A block of data
####

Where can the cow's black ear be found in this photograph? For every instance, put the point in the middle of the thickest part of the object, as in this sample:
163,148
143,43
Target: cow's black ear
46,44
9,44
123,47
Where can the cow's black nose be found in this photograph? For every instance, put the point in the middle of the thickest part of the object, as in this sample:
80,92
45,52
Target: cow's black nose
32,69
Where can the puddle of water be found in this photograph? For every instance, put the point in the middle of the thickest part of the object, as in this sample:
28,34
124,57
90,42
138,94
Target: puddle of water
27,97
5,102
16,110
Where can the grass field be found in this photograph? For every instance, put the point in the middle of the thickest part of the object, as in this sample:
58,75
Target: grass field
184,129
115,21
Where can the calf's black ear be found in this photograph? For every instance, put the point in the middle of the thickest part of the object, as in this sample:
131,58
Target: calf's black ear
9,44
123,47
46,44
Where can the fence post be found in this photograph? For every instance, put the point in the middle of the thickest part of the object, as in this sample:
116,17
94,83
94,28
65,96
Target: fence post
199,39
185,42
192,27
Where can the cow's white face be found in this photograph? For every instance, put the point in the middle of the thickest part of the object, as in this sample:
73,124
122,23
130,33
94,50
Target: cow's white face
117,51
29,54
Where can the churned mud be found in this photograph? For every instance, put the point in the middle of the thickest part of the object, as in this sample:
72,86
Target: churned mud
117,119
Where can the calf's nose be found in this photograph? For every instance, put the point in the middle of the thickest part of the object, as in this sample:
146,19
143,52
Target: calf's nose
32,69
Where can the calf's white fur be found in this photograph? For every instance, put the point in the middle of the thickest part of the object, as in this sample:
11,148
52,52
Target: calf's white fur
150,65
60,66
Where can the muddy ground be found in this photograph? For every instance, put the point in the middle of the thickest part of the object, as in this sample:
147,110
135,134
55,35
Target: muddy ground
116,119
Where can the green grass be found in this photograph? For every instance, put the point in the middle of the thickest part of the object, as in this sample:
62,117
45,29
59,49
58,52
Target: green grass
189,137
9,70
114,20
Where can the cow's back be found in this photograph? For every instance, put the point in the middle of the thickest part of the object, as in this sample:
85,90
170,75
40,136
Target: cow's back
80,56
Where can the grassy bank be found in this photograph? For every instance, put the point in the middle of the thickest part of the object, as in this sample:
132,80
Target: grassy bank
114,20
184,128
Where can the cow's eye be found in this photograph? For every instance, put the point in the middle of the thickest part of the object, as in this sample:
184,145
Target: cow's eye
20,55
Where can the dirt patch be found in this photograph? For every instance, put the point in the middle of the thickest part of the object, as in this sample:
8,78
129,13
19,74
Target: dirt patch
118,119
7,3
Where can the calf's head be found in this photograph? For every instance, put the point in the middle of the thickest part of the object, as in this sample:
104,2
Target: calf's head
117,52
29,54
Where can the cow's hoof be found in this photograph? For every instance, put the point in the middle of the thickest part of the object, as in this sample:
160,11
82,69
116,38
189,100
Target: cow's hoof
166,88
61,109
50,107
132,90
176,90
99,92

####

TASK TO CARRY OUT:
Restate the final lines of the listing above word for word, beginning at the line that contains "Where can the dirt".

RESULT OF THIS EXERCISE:
Where can the dirt patch be found in this photograph? For every instance, put the point in the middle of the thickest part of the object, as in this sample:
8,78
129,13
19,74
Target: dirt patch
118,119
7,3
Where can the calf's head be found in this photograph? For every instance, put the point in the middle of the thickest part of the object, as in this sample:
104,2
Target: calf's head
117,52
29,54
Where can the cow's hoof be found in this photograph? For every instance, put the point in the middle of the thickest part of the object, as in this sample:
160,11
82,69
116,38
189,100
Target: cow's hoof
166,88
61,109
50,107
132,90
176,90
99,92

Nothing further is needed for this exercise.